** Given problem 1 **
Copy the rows word for word, starting at the line that contains "Where exactly is the dense" and ending at the line that contains "979,633 -> 1156,669", with both of those lines included.

** Text **

The following bit of code is where the magic happens. If you’re unfamiliar with regular expressions, now is a great time to learn. Insert the following bit of code after the variable declaration mentioned above:

<cfset regExp = '<span class="article_display_title" >
        ([sS]*?)</span>[sS]*?<div align=[sS]*?
</div>
    ([sS]*?)
          </div>
            </div>'>

Without going into to much detail, this variable tells Coldfusion what to look for, and where. View the source code of the page defined above and goto line 1016. You’ll notice the span tag defined in regExp is on that line. When our application is executed, Coldfusion will begin searching sDoc for that tag. Once located, the data sitting in place of the first expression ([sS]*?) will be defined as $1, which is the article’s title. Coldfusion continues searching, and looks over everything between:

</span>[sS]*?<div align=[sS]*?</div>

until the next expression containing the actual article content is reached. Finally, our variable stops when the two consecutive </div> tags are reached.

This information should simplify the regular expression creation process. Any set of information you’re wanting to store for later, use ([sS]*?). If you’re wanting to skip over anything, use [sS]*?.

With our data sets defined, we can output the results into a nice, organized product. Drop in this code:

<cfset q_srch = queryNew("title, article")>
<cfset start = 1>
<cfloop condition="#start#">
  <cfset stResult = REfindNoCase(regExp,sDoc,start,"Yes")>
  <cfif stResult.pos[1]>
     <cfset queryAddRow(q_srch)>
     <cfset querySetCell(q_srch,"article",mid(sDoc,stResult.pos[3],stResult.len[3]))>
     <cfset querySetCell(q_srch,"title",mid(sDoc,stResult.pos[2],stResult.len[2]))>
  </cfif>
  <cfset start = stResult.pos[1] + stResult.len[1]>
</cfloop>

The code above tells Coldfusion to create a virtual query with two columns: title and article. Next, a starting point to loop through the results is defined. The loop is then started and begins searching sDoc with the regular expression criteria defined above. Each matching result is parsed, stored in a virtual row with the respective column, and assigned unique ID. We’re now ready to test our primitive data mining application.

** Records for the exercise **
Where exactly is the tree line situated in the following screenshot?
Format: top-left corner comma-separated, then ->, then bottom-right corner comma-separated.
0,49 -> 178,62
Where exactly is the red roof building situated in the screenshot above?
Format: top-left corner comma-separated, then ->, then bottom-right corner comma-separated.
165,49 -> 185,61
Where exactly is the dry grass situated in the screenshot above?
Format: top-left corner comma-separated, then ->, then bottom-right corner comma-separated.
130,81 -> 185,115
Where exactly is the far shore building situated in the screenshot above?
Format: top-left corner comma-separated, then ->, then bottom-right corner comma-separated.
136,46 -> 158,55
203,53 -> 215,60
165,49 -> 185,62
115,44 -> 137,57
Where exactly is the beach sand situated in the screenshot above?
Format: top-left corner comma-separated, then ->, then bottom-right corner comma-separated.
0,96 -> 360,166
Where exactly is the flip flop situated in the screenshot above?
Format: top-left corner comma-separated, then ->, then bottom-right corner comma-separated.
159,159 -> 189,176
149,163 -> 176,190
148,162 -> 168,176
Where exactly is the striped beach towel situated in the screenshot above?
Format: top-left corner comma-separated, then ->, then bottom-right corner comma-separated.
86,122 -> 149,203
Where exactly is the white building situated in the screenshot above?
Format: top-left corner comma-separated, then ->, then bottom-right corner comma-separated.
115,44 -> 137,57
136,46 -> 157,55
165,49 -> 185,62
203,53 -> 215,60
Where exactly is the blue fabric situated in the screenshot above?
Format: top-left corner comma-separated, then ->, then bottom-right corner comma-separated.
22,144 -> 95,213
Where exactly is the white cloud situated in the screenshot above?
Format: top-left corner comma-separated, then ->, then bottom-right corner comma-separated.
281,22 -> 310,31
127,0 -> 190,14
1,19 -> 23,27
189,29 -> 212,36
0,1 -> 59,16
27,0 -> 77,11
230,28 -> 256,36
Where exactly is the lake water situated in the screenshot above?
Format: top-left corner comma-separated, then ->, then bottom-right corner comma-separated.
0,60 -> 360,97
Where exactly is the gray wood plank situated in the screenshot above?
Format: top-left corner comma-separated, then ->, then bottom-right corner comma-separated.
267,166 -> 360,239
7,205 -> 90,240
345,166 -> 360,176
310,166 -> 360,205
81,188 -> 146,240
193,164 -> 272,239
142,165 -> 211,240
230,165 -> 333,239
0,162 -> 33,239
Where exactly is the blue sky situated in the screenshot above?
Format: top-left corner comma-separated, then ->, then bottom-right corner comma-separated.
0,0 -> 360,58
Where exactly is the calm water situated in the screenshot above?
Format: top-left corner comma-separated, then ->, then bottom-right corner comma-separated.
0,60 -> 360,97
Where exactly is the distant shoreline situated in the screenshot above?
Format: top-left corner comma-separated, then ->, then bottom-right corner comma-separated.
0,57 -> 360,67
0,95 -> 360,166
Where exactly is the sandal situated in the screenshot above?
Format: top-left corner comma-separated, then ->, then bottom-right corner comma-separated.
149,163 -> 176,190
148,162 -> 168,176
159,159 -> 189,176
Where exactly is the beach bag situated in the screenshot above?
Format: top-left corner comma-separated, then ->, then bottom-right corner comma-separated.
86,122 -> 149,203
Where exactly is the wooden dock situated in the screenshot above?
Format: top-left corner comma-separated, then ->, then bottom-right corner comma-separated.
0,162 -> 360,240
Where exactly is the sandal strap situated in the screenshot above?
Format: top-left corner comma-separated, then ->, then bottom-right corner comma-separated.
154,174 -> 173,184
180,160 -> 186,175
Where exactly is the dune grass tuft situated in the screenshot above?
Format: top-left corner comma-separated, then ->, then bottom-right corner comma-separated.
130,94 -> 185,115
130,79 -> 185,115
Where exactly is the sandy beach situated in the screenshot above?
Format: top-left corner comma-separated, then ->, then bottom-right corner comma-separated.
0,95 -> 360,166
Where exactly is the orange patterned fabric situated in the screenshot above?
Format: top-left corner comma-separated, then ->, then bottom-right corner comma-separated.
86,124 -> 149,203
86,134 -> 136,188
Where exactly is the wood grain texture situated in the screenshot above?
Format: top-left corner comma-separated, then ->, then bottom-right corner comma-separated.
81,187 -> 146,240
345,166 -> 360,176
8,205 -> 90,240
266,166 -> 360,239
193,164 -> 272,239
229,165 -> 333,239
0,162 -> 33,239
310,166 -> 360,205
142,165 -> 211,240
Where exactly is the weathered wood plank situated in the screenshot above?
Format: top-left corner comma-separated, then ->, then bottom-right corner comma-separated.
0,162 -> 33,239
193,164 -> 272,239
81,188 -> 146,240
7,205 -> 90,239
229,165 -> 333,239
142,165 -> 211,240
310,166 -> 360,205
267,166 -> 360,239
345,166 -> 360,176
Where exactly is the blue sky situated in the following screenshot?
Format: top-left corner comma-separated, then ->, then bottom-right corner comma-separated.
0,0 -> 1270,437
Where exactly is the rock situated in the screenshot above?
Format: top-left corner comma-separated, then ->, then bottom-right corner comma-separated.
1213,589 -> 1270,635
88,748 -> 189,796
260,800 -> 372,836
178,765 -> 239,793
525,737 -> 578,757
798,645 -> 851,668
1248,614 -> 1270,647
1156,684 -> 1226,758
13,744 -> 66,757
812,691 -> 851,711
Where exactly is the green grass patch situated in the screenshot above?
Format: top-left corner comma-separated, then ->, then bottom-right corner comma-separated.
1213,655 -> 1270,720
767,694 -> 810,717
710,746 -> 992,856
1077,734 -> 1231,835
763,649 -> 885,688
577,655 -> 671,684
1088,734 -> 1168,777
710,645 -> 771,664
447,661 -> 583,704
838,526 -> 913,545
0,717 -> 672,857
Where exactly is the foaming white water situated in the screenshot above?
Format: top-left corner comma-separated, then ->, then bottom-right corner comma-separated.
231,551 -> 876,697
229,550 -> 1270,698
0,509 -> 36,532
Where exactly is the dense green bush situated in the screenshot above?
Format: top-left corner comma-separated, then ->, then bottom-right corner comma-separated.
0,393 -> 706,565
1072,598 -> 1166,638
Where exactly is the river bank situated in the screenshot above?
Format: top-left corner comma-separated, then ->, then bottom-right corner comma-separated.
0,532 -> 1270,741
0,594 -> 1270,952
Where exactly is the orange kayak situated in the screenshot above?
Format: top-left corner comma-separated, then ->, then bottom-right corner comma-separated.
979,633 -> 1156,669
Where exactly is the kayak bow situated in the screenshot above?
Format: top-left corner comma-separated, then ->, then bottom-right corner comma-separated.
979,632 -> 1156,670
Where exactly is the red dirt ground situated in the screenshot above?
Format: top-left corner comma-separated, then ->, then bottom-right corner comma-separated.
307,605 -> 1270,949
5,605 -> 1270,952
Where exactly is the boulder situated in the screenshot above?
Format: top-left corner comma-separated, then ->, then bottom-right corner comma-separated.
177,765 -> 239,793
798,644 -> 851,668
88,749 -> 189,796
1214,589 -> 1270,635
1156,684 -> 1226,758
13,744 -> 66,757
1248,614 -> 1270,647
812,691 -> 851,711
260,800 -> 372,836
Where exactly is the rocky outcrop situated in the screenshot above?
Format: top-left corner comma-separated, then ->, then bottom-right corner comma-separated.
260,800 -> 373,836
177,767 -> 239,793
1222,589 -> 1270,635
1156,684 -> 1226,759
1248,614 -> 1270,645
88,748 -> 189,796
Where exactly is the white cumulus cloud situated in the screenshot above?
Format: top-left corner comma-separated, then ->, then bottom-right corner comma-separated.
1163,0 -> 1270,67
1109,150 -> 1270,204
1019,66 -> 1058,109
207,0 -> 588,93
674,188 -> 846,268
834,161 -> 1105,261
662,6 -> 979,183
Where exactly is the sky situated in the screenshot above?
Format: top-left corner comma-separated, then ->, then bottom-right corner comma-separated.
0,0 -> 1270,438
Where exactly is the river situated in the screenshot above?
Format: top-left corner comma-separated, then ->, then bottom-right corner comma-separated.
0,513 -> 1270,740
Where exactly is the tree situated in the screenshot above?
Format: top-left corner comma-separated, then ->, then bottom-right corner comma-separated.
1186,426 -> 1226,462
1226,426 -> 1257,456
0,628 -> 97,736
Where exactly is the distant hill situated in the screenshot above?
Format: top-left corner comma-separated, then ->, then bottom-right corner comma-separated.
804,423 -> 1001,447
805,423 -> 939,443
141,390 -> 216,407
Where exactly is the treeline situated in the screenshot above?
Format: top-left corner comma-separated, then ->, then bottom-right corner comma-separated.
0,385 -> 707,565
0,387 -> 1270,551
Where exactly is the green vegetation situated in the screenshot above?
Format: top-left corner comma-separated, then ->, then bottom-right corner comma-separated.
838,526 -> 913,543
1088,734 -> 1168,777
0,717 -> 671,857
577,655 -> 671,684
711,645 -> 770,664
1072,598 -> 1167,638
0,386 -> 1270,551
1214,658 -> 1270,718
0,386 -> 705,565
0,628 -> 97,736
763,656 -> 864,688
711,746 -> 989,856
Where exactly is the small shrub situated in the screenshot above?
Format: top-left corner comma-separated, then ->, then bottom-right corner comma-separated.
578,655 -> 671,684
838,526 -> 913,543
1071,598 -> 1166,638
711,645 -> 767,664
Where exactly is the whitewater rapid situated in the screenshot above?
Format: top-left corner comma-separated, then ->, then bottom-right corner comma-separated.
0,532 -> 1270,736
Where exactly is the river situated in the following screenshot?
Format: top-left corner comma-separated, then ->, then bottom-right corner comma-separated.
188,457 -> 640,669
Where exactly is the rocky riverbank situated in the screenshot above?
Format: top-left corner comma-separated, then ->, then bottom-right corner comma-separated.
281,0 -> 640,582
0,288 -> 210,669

** Given problem 2 **
Write the next part of the ColdFusion data-mining tutorial, picking up right after its final sentence.

** Result 1 **
Where exactly is the dense green bush situated in the screenshot above?
Format: top-left corner comma-separated, then ->, then bottom-right corner comma-separated.
0,393 -> 706,565
1072,598 -> 1166,638
Where exactly is the river bank situated in the screenshot above?
Format: top-left corner comma-separated, then ->, then bottom-right corner comma-separated.
0,532 -> 1270,741
0,594 -> 1270,952
Where exactly is the orange kayak situated in the screenshot above?
Format: top-left corner comma-separated, then ->, then bottom-right corner comma-separated.
979,633 -> 1156,669

** Result 2 **
Here’s how our application should look as of now:

<cfhttp url="http://www.articles-hub.com/Article/700.html" method="GET">
<cfset sDoc = trim(cfhttp.fileContent)>
<cfset regExp = '<span class="article_display_title" >

        ([sS]*?)</span>[sS]*?<div align=[sS]*?
</div>
    ([sS]*?)
          </div>
            </div>'>
<cfset q_srch = queryNew("title, article")>
<cfset start = 1>
<cfloop condition="#start#">
  <cfset stResult = REfindNoCase(regExp,sDoc,start,"Yes")>
  <cfif stResult.pos[1]>
     <cfset queryAddRow(q_srch)>
     <cfset querySetCell(q_srch,"article",mid(sDoc,stResult.pos[3],stResult.len[3]))>
     <cfset querySetCell(q_srch,"title",mid(sDoc,stResult.pos[2],stResult.len[2]))>
  </cfif>
  <cfset start = stResult.pos[1] + stResult.len[1]>
</cfloop>
<cfdump var="#q_srch#">

Go ahead and save the file as miner.cfm, or whatever you’d like, and browse to that file in your web browser. For example, http://192.168.230.239:80/miner.cfm. The article’s title and content are displayed in an organized table.

Here’s a screen shot of data harvested from a site containing US College information:

US School Data

Ok, that’s nice, but this information is totally useless unless we can dump it into a database, so here’s what we need to do.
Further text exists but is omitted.